GIVEN DATA:
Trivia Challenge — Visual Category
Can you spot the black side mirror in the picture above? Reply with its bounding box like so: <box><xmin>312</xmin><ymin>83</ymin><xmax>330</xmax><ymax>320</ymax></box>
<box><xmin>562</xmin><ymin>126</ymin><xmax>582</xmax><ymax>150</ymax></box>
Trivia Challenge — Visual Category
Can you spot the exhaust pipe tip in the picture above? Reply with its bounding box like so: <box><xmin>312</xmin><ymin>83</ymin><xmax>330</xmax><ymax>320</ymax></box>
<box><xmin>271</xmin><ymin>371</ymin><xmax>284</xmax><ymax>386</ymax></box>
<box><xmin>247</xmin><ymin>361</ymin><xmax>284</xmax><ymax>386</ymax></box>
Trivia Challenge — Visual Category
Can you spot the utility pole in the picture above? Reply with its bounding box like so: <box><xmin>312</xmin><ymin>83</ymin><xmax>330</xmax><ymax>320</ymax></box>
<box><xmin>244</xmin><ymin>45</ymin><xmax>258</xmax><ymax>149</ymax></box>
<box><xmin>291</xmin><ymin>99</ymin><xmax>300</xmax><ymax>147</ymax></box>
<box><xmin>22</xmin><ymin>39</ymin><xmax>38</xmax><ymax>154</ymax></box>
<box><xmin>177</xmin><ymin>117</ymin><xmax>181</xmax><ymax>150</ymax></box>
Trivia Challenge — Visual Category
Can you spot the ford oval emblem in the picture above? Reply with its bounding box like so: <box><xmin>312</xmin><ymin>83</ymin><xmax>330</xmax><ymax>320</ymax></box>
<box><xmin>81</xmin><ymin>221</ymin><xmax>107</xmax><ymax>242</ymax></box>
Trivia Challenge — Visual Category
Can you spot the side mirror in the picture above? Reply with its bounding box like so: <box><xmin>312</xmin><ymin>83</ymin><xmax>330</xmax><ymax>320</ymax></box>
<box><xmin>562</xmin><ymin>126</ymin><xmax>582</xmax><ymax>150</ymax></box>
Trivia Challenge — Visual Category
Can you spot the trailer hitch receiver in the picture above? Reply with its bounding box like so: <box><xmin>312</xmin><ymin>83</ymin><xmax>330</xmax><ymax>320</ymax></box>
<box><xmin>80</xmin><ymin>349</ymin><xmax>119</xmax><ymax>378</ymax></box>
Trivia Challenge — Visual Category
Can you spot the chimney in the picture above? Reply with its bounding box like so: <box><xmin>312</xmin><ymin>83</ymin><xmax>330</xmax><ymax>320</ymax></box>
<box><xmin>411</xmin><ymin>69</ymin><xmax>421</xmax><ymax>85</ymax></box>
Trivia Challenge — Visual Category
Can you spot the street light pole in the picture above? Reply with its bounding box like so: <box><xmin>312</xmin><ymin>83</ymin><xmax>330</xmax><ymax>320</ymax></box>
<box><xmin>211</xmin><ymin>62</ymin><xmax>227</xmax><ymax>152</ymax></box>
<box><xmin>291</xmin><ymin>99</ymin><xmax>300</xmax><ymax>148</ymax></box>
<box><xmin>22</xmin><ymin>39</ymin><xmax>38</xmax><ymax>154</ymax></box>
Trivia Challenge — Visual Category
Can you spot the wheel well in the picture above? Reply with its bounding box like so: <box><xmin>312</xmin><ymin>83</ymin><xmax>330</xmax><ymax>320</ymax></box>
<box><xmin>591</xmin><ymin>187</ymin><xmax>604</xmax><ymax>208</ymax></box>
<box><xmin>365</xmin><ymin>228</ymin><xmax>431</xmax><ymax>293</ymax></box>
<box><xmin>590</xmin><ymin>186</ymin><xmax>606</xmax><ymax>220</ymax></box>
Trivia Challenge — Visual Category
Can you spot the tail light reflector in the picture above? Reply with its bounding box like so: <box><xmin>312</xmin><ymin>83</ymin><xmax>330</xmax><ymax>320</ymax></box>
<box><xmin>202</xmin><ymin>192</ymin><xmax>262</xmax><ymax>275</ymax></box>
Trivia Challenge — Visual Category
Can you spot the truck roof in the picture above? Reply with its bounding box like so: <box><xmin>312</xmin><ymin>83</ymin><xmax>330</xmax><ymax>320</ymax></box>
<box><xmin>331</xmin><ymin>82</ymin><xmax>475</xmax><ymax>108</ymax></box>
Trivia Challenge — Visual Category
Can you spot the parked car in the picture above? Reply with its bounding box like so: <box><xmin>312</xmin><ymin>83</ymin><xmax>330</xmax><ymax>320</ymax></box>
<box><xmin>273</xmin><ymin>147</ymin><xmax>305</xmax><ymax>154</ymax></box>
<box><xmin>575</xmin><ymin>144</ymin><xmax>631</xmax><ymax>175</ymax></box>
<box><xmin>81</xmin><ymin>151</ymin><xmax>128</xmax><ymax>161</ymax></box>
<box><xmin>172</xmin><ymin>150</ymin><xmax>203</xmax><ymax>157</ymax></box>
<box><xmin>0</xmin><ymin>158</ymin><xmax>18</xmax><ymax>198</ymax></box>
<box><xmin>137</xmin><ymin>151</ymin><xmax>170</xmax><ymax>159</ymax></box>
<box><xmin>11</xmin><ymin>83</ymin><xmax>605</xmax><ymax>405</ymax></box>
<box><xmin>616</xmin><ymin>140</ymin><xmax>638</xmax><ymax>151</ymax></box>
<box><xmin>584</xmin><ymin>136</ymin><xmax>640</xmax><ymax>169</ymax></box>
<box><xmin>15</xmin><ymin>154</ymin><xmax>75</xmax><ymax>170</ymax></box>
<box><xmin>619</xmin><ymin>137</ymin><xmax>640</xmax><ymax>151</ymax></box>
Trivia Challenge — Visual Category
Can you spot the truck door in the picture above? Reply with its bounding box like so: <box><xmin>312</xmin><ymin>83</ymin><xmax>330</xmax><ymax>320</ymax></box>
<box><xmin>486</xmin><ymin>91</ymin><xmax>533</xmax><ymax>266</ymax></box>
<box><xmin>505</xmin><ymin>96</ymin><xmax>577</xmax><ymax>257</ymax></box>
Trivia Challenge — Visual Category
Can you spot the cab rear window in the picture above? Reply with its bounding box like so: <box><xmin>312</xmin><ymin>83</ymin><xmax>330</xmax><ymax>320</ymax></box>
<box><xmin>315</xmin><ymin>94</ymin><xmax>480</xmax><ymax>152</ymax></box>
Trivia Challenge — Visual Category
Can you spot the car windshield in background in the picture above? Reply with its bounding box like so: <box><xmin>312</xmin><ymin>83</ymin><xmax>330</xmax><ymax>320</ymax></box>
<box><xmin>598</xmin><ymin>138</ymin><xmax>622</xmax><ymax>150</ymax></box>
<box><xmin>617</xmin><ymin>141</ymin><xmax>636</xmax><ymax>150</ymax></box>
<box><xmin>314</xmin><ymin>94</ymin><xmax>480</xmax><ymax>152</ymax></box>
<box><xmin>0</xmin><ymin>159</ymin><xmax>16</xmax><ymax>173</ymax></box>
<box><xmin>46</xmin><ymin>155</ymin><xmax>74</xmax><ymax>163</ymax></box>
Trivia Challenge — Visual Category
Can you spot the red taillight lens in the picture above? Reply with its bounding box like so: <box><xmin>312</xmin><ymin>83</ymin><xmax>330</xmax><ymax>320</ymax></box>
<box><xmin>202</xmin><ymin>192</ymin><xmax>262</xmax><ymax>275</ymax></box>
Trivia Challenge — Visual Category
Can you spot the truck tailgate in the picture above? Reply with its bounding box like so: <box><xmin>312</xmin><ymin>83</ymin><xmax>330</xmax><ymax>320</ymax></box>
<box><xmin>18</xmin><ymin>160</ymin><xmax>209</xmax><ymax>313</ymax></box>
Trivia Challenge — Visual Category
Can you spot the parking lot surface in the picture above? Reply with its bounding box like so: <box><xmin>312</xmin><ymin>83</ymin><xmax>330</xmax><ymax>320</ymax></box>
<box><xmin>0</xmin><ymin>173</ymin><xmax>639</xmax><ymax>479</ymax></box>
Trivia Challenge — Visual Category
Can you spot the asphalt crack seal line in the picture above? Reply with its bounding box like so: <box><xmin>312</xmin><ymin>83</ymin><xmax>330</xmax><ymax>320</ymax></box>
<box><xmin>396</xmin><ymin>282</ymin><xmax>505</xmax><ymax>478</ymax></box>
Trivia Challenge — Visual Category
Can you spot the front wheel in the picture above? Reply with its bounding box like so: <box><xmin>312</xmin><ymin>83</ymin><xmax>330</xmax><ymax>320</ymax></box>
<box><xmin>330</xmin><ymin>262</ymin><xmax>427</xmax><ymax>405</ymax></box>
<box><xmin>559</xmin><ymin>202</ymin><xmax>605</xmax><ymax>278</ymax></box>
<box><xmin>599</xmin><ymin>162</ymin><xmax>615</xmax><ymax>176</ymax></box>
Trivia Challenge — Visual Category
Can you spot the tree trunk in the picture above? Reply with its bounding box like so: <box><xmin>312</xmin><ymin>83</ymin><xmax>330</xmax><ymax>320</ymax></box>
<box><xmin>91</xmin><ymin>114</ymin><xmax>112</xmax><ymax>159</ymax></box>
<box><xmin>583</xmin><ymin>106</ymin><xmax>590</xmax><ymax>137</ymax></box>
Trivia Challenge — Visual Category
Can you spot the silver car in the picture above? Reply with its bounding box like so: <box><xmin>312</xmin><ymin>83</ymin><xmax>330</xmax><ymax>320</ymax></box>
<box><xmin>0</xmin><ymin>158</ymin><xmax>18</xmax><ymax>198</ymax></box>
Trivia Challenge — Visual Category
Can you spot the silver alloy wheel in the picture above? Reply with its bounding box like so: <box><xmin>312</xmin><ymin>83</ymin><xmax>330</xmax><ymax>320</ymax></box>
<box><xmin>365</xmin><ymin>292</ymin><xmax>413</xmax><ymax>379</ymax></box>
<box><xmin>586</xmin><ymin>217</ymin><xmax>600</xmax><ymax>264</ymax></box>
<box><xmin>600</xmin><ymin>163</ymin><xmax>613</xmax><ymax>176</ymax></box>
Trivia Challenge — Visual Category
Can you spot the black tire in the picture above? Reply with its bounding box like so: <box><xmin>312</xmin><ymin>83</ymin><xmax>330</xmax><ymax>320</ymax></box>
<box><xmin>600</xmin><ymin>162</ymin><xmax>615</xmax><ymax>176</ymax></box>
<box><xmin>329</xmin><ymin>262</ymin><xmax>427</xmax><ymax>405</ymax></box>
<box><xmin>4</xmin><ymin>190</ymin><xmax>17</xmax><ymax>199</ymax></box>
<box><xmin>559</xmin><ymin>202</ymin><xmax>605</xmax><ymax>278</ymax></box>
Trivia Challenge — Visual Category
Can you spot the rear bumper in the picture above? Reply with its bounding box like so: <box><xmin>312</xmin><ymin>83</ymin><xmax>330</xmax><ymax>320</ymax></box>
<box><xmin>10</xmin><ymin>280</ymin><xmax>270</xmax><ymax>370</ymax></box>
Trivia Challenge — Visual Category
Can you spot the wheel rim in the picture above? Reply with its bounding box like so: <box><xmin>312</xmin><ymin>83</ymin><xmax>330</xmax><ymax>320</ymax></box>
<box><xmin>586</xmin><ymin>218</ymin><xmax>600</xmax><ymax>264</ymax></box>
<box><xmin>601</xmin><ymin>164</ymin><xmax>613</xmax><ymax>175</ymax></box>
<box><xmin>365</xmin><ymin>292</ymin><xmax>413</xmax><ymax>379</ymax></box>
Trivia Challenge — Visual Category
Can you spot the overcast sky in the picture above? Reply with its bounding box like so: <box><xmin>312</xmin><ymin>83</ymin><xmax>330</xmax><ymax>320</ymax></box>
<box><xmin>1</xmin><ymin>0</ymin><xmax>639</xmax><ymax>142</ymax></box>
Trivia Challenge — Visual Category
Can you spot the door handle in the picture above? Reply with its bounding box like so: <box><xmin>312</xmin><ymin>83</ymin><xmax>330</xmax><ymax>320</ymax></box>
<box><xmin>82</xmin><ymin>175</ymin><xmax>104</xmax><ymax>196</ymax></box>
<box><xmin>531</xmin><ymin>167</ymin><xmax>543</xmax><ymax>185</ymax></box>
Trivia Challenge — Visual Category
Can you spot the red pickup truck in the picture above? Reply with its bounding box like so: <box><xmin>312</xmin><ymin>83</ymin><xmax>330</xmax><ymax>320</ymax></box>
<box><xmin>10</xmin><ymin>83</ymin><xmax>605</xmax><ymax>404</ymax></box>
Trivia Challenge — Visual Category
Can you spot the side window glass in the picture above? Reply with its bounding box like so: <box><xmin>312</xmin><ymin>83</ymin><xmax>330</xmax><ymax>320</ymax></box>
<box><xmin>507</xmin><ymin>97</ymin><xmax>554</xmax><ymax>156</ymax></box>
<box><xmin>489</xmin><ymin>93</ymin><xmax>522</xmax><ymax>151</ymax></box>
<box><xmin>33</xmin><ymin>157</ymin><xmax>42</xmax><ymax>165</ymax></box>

WHAT TO WORK ON: Your answer must consist only of the lines from the one with "Can you spot the door" through the final line of the entries, each retyped exactly.

ANSWER TO THIS TASK:
Can you spot the door handle in the picture above? Reply with its bounding box like so: <box><xmin>312</xmin><ymin>83</ymin><xmax>330</xmax><ymax>320</ymax></box>
<box><xmin>82</xmin><ymin>175</ymin><xmax>104</xmax><ymax>196</ymax></box>
<box><xmin>531</xmin><ymin>167</ymin><xmax>543</xmax><ymax>185</ymax></box>
Trivia Challenge — Visual Category
Can you spot the red pickup truck in the picture above? Reply with its bounding box like so: <box><xmin>312</xmin><ymin>83</ymin><xmax>330</xmax><ymax>320</ymax></box>
<box><xmin>10</xmin><ymin>83</ymin><xmax>605</xmax><ymax>404</ymax></box>
Trivia Challenge — Visual Category
Can you spot the side window glass in the picture above? Reply with its bounding box like so: <box><xmin>312</xmin><ymin>83</ymin><xmax>330</xmax><ymax>320</ymax></box>
<box><xmin>507</xmin><ymin>97</ymin><xmax>554</xmax><ymax>156</ymax></box>
<box><xmin>489</xmin><ymin>93</ymin><xmax>522</xmax><ymax>151</ymax></box>
<box><xmin>33</xmin><ymin>157</ymin><xmax>42</xmax><ymax>165</ymax></box>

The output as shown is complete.